_SET EXERCISE_
Return each of the records below without any change, omitting the pictures from your answer.

_STORED DATA_
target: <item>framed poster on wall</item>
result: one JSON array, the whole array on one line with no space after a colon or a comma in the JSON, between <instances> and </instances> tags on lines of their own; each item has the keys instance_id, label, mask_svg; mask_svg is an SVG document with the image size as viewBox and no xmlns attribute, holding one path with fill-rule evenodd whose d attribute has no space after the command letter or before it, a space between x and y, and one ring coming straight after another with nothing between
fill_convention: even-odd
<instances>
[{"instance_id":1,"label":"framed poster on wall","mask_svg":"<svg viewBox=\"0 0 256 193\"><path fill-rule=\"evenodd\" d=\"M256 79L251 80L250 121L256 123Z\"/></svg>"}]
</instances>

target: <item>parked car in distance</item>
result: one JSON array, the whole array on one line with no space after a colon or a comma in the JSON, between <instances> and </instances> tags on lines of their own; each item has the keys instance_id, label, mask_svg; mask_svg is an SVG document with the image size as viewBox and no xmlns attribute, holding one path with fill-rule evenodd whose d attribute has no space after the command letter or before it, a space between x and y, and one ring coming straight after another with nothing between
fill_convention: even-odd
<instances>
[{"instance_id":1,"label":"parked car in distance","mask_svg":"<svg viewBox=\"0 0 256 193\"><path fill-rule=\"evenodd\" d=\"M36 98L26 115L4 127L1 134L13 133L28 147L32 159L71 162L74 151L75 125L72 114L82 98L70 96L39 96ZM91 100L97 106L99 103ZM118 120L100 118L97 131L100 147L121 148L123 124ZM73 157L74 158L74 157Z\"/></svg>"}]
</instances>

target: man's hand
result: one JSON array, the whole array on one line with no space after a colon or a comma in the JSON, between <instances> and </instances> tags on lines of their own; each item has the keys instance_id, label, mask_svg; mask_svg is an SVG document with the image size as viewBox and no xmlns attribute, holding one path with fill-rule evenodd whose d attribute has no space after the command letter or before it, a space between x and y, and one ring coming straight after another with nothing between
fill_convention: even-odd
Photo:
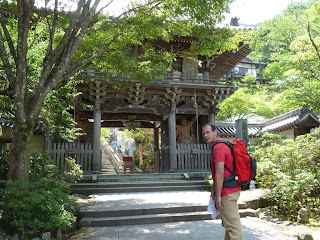
<instances>
[{"instance_id":1,"label":"man's hand","mask_svg":"<svg viewBox=\"0 0 320 240\"><path fill-rule=\"evenodd\" d=\"M212 186L212 188L211 188L210 197L211 197L212 199L214 199L214 186Z\"/></svg>"},{"instance_id":2,"label":"man's hand","mask_svg":"<svg viewBox=\"0 0 320 240\"><path fill-rule=\"evenodd\" d=\"M222 206L221 206L221 196L216 196L216 208L221 211Z\"/></svg>"}]
</instances>

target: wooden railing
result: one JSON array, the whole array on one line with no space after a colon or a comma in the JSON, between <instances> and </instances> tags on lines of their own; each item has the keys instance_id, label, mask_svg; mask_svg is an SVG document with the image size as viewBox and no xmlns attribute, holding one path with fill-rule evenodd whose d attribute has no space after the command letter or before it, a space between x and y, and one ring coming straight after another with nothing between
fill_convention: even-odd
<instances>
[{"instance_id":1,"label":"wooden railing","mask_svg":"<svg viewBox=\"0 0 320 240\"><path fill-rule=\"evenodd\" d=\"M178 144L178 171L210 171L212 147L208 144Z\"/></svg>"},{"instance_id":2,"label":"wooden railing","mask_svg":"<svg viewBox=\"0 0 320 240\"><path fill-rule=\"evenodd\" d=\"M123 77L123 76L119 76L119 75L115 75L115 74L108 74L108 73L101 73L101 72L93 72L91 73L91 75L88 75L86 73L82 74L83 78L96 78L97 80L99 79L100 81L104 81L103 79L108 79L110 77L112 77L114 80L117 81L125 81L125 82L136 82L136 80L132 79L132 78L128 78L128 77ZM227 85L227 86L232 86L233 85L233 80L231 79L226 79L226 78L221 78L221 79L213 79L213 78L208 78L205 76L194 76L194 77L190 77L190 76L186 76L184 74L178 75L178 74L174 74L174 73L167 73L164 76L161 76L159 78L159 80L154 80L151 81L154 83L157 82L163 82L163 83L169 83L169 84L199 84L199 85L203 85L203 84L209 84L209 85Z\"/></svg>"},{"instance_id":3,"label":"wooden railing","mask_svg":"<svg viewBox=\"0 0 320 240\"><path fill-rule=\"evenodd\" d=\"M52 160L62 168L67 168L65 159L72 157L84 172L91 172L93 148L91 143L53 143L48 149Z\"/></svg>"}]
</instances>

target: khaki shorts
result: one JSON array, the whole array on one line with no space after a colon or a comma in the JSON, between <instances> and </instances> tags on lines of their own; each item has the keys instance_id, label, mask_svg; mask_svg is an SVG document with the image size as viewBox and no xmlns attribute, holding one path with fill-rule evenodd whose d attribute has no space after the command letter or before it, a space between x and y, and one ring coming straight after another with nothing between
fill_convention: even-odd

_OUTPUT BELOW_
target: <item>framed poster on wall</item>
result: one JSON array, the whole array on one line with no space after a colon or a comma in the JSON, between <instances> and </instances> tags on lines of their own; each item has the keys instance_id, label, mask_svg; mask_svg is an SVG document with the image size as viewBox and no xmlns attribute, holding one path with fill-rule evenodd whose d attribute has no space after the command letter or before it, a space between x and y, and one ring coming straight after another with nothing between
fill_convention: even-odd
<instances>
[{"instance_id":1,"label":"framed poster on wall","mask_svg":"<svg viewBox=\"0 0 256 193\"><path fill-rule=\"evenodd\" d=\"M256 79L251 80L250 121L256 123Z\"/></svg>"}]
</instances>

target: <item>parked car in distance</item>
result: one JSON array, the whole array on one line with no space after a colon or a comma in the JSON, between <instances> and </instances> tags on lines of their own; each item has the keys instance_id, label, mask_svg; mask_svg is an SVG document with the image size as viewBox and no xmlns attribute, holding one path with fill-rule evenodd whose d attribute has no space after the command letter or before it, a space between x and y, and one ring coming straight after another with nothing between
fill_convention: even-odd
<instances>
[{"instance_id":1,"label":"parked car in distance","mask_svg":"<svg viewBox=\"0 0 256 193\"><path fill-rule=\"evenodd\" d=\"M36 98L26 115L4 127L1 134L13 133L28 147L32 159L71 162L74 151L75 125L72 114L82 98L70 96L39 96ZM91 100L97 106L99 103ZM118 120L100 118L97 131L100 147L121 148L123 124ZM73 157L74 158L74 157Z\"/></svg>"}]
</instances>

target: man's hand
result: one JSON array, the whole array on one line with no space after a colon or a comma in the JSON, between <instances> and </instances> tags on lines of their own; each item has the keys instance_id, label, mask_svg; mask_svg is an SVG document with the image size as viewBox and no xmlns attribute, holding one path with fill-rule evenodd whose d attribute has no space after the command letter or before it, a space between x and y, and one ring coming straight after another with nothing between
fill_convention: even-odd
Photo:
<instances>
[{"instance_id":1,"label":"man's hand","mask_svg":"<svg viewBox=\"0 0 320 240\"><path fill-rule=\"evenodd\" d=\"M212 186L212 188L211 188L210 197L211 197L212 199L214 199L214 186Z\"/></svg>"},{"instance_id":2,"label":"man's hand","mask_svg":"<svg viewBox=\"0 0 320 240\"><path fill-rule=\"evenodd\" d=\"M222 206L221 206L221 196L216 196L216 208L221 211Z\"/></svg>"}]
</instances>

target: wooden railing
result: one JSON array, the whole array on one line with no space after a colon or a comma in the JSON, between <instances> and </instances> tags on lines of their own; each item has the keys instance_id, label, mask_svg; mask_svg is an SVG document with the image size as viewBox and no xmlns attribute, holding one path with fill-rule evenodd whose d attribute has no space after the command letter or before it, a space between x and y, and one ring coming straight after another with nothing between
fill_convention: even-odd
<instances>
[{"instance_id":1,"label":"wooden railing","mask_svg":"<svg viewBox=\"0 0 320 240\"><path fill-rule=\"evenodd\" d=\"M178 144L178 171L210 171L212 147L208 144Z\"/></svg>"},{"instance_id":2,"label":"wooden railing","mask_svg":"<svg viewBox=\"0 0 320 240\"><path fill-rule=\"evenodd\" d=\"M123 77L123 76L119 76L119 75L115 75L115 74L108 74L108 73L101 73L101 72L93 72L91 73L91 75L88 75L86 73L82 74L83 78L96 78L97 80L99 79L100 81L104 81L103 79L108 79L110 77L112 77L114 80L117 81L125 81L125 82L136 82L136 80L132 79L132 78L128 78L128 77ZM227 85L227 86L232 86L233 85L233 80L231 79L226 79L226 78L221 78L221 79L213 79L213 78L208 78L205 76L194 76L194 77L190 77L190 76L186 76L184 74L178 75L178 74L174 74L174 73L167 73L164 76L161 76L159 78L159 80L154 80L151 81L154 83L157 82L163 82L163 83L169 83L169 84L199 84L199 85L203 85L203 84L209 84L209 85Z\"/></svg>"},{"instance_id":3,"label":"wooden railing","mask_svg":"<svg viewBox=\"0 0 320 240\"><path fill-rule=\"evenodd\" d=\"M52 160L62 168L67 168L65 159L72 157L84 172L91 172L93 148L91 143L53 143L48 149Z\"/></svg>"}]
</instances>

target: khaki shorts
result: one JSON array, the whole array on one line with no space after a colon or a comma in the JSON, between <instances> and </instances> tags on lines of their own; each item has the keys instance_id, label, mask_svg; mask_svg is an SVG document with the image size as viewBox and no xmlns attribute, holding one path with fill-rule evenodd whose d attribute has no space after the command letter or before it, a space between x and y, and one ring coming straight after another with nothing between
fill_convention: even-odd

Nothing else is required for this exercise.